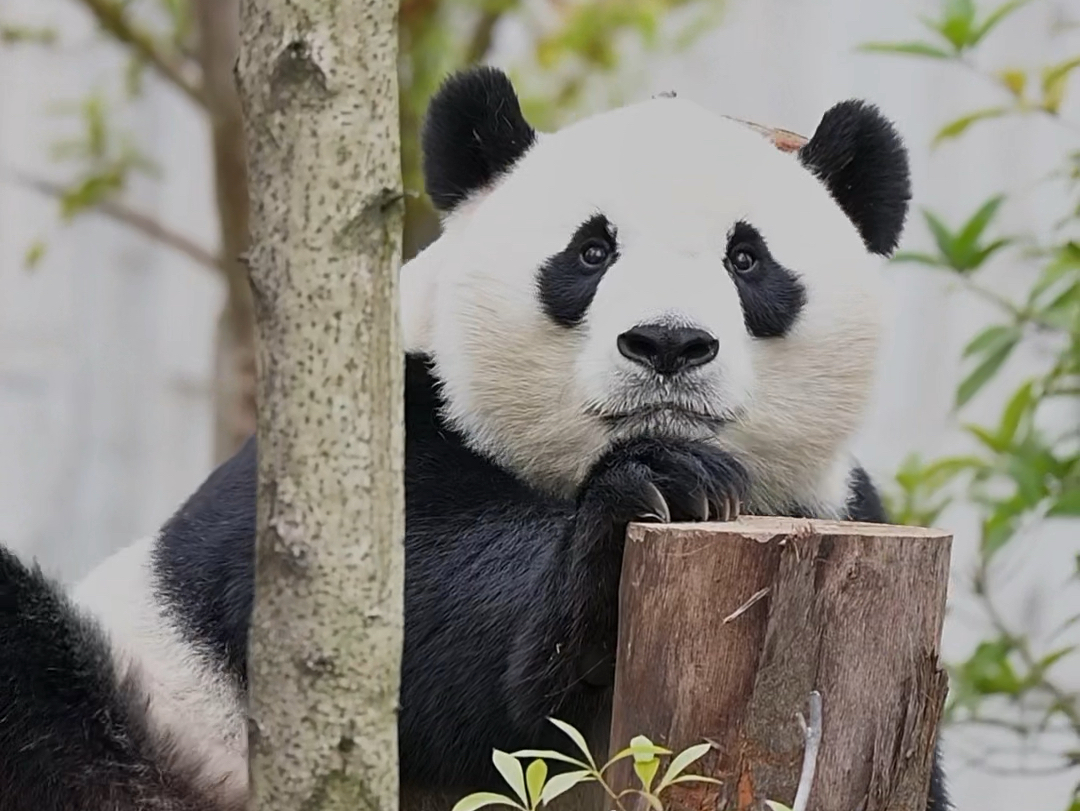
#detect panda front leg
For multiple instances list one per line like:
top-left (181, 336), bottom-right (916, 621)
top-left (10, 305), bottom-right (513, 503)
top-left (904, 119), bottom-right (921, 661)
top-left (507, 437), bottom-right (750, 755)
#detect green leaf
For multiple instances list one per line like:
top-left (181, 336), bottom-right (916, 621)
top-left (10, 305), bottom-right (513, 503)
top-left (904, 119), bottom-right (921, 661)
top-left (23, 240), bottom-right (49, 270)
top-left (630, 735), bottom-right (672, 761)
top-left (937, 0), bottom-right (975, 51)
top-left (954, 194), bottom-right (1005, 255)
top-left (998, 380), bottom-right (1032, 447)
top-left (525, 759), bottom-right (548, 808)
top-left (960, 639), bottom-right (1022, 695)
top-left (969, 236), bottom-right (1013, 270)
top-left (540, 770), bottom-right (596, 806)
top-left (511, 749), bottom-right (589, 769)
top-left (491, 749), bottom-right (529, 808)
top-left (451, 792), bottom-right (521, 811)
top-left (930, 107), bottom-right (1009, 147)
top-left (969, 0), bottom-right (1031, 45)
top-left (1042, 56), bottom-right (1080, 113)
top-left (956, 328), bottom-right (1020, 408)
top-left (634, 756), bottom-right (660, 792)
top-left (1047, 490), bottom-right (1080, 516)
top-left (858, 42), bottom-right (954, 59)
top-left (657, 774), bottom-right (724, 794)
top-left (657, 743), bottom-right (713, 794)
top-left (548, 718), bottom-right (596, 769)
top-left (922, 209), bottom-right (958, 268)
top-left (963, 425), bottom-right (1009, 454)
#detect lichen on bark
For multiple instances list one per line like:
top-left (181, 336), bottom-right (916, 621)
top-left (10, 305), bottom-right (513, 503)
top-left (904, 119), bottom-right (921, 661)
top-left (237, 0), bottom-right (404, 811)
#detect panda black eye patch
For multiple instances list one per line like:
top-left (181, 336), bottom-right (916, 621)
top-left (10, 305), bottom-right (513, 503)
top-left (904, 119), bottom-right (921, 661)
top-left (724, 220), bottom-right (807, 338)
top-left (537, 214), bottom-right (619, 328)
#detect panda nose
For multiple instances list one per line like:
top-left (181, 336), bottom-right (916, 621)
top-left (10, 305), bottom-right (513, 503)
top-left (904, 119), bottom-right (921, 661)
top-left (617, 324), bottom-right (720, 375)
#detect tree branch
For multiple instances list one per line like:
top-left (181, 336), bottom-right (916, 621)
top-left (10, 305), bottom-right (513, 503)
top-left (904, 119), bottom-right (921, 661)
top-left (9, 172), bottom-right (222, 271)
top-left (792, 690), bottom-right (822, 811)
top-left (78, 0), bottom-right (206, 108)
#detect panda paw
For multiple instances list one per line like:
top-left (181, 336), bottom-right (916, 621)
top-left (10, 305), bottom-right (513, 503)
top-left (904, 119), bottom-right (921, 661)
top-left (579, 438), bottom-right (750, 535)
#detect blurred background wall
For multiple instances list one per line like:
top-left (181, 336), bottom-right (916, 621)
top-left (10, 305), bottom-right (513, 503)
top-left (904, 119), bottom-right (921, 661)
top-left (0, 0), bottom-right (1080, 811)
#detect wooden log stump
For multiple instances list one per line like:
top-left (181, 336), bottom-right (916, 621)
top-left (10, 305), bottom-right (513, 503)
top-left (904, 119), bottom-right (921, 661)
top-left (611, 517), bottom-right (951, 811)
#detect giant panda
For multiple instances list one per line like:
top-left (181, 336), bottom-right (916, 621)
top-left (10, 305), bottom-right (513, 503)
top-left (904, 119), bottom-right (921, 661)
top-left (0, 68), bottom-right (948, 811)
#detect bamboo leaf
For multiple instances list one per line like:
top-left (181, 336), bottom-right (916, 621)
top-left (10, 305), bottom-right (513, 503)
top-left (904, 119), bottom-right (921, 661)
top-left (540, 771), bottom-right (596, 806)
top-left (548, 718), bottom-right (596, 769)
top-left (657, 743), bottom-right (713, 794)
top-left (956, 336), bottom-right (1020, 408)
top-left (1042, 56), bottom-right (1080, 113)
top-left (453, 792), bottom-right (521, 811)
top-left (491, 749), bottom-right (529, 807)
top-left (858, 42), bottom-right (954, 59)
top-left (922, 209), bottom-right (960, 270)
top-left (953, 194), bottom-right (1004, 263)
top-left (525, 758), bottom-right (548, 808)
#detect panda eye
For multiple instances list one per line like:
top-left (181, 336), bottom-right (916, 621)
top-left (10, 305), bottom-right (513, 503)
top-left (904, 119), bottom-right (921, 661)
top-left (728, 245), bottom-right (757, 273)
top-left (581, 240), bottom-right (611, 270)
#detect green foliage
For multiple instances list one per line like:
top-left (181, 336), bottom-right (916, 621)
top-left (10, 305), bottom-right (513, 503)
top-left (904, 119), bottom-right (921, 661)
top-left (6, 0), bottom-right (725, 259)
top-left (863, 0), bottom-right (1080, 811)
top-left (453, 718), bottom-right (734, 811)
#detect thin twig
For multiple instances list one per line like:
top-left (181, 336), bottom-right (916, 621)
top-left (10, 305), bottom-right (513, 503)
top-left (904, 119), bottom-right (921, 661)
top-left (8, 171), bottom-right (224, 271)
top-left (78, 0), bottom-right (207, 109)
top-left (723, 586), bottom-right (769, 625)
top-left (792, 690), bottom-right (822, 811)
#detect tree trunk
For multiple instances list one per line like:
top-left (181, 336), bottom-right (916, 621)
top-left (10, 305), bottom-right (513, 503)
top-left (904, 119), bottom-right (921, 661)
top-left (238, 0), bottom-right (404, 811)
top-left (194, 0), bottom-right (255, 464)
top-left (611, 518), bottom-right (951, 811)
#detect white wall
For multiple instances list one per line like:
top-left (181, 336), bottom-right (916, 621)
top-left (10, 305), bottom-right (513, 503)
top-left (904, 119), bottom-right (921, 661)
top-left (0, 0), bottom-right (1080, 811)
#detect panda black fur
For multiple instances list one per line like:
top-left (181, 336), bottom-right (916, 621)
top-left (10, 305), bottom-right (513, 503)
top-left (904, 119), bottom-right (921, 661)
top-left (0, 69), bottom-right (948, 811)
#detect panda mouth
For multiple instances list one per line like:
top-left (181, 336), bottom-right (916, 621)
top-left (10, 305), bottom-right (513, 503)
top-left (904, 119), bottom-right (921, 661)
top-left (597, 403), bottom-right (734, 429)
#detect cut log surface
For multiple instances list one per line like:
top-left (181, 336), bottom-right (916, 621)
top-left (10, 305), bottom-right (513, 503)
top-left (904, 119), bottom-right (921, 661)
top-left (611, 517), bottom-right (951, 811)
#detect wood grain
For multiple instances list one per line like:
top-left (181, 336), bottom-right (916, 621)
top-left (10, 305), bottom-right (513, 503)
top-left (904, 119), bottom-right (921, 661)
top-left (611, 518), bottom-right (951, 811)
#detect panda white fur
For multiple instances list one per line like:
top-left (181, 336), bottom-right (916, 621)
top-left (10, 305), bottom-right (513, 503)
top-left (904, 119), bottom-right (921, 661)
top-left (0, 68), bottom-right (948, 811)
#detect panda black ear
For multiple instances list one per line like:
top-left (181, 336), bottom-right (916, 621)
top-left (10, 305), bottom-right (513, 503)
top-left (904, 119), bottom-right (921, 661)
top-left (421, 67), bottom-right (536, 212)
top-left (799, 100), bottom-right (912, 255)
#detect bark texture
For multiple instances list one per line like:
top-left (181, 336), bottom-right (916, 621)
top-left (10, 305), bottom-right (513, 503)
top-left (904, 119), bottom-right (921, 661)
top-left (238, 0), bottom-right (404, 811)
top-left (611, 518), bottom-right (951, 811)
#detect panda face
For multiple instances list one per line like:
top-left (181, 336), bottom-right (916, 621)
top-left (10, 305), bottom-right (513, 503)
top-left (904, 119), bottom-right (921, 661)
top-left (404, 71), bottom-right (907, 508)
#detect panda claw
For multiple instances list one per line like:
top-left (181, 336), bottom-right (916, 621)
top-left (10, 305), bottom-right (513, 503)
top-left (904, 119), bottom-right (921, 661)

DIRECTIONS:
Write out everything from the line containing "#detect green leaf" down to the line containing "top-left (23, 240), bottom-right (49, 270)" again, swapping "instances" for "occurrences" and leaving all else unchanged.

RESPONSE TO THIS EXERCISE:
#detect green leaf
For multiple occurrences list one per line like:
top-left (181, 336), bottom-right (916, 621)
top-left (10, 305), bottom-right (513, 503)
top-left (904, 119), bottom-right (921, 661)
top-left (23, 240), bottom-right (49, 270)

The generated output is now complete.